There is no doubt that the Anglican Communion, in the sense of (my description) "the largest global collective of churches claiming to be authentic heirs and offshoots of the Church of England," is in the fight of its life to date.

The rise since 2008 of GAFCON, notwithstanding its desire to be within and not without the Anglican Communion, is the formation of another large, global collective of churches claiming to be authentic heirs and offshoots of the Church of England. 

GAFCON's particular claim is that its churches' legitimacy as heirs is stronger than the remainder of the Communion because what GAFCON teaches is a doctrine more purely true to the English Reformation.

Just as the English Reformation was a reformation of doctrine (cementing in place the Henrician Reformation in respect of governance of the English church) which resulted in schism from Rome, so we are arguably in another doctrinal reformation, a Communion Reformation which will also result in another schism.

But need that be the result of the present differences and disputes? Can schism be averted? Could Lambeth 2020 be an occasion which holds us together rather than drives us apart (or, just as undesirable, reveals how big the loss of GAFCON-oriented Anglicans is from the Anglican Communion)?

TASK REQUIREMENTS =>
Reproduce the section of the passage on the Anglican Communion that begins at the words "GAFCON's particular claim" and ends after the words "in another schism.". The lines that follow are taken from a different source than the passage on the Anglican Communion.

DATASET CONTENT =>
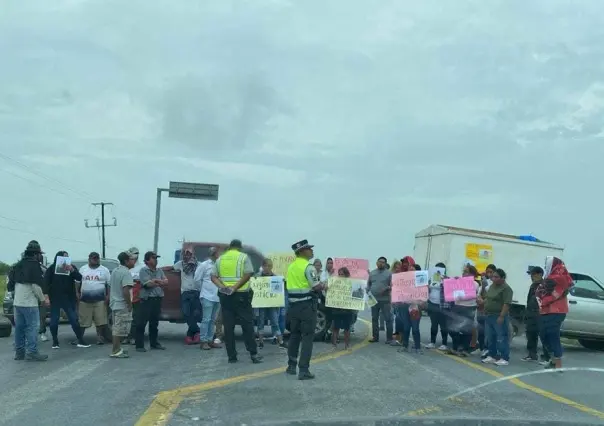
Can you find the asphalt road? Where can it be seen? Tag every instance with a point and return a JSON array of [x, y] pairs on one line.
[[185, 386]]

RESULT =>
GAFCON's particular claim is that its churches' legitimacy as heirs is stronger than the remainder of the Communion because what GAFCON teaches is a doctrine more purely true to the English Reformation.

Just as the English Reformation was a reformation of doctrine (cementing in place the Henrician Reformation in respect of governance of the English church) which resulted in schism from Rome, so we are arguably in another doctrinal reformation, a Communion Reformation which will also result in another schism.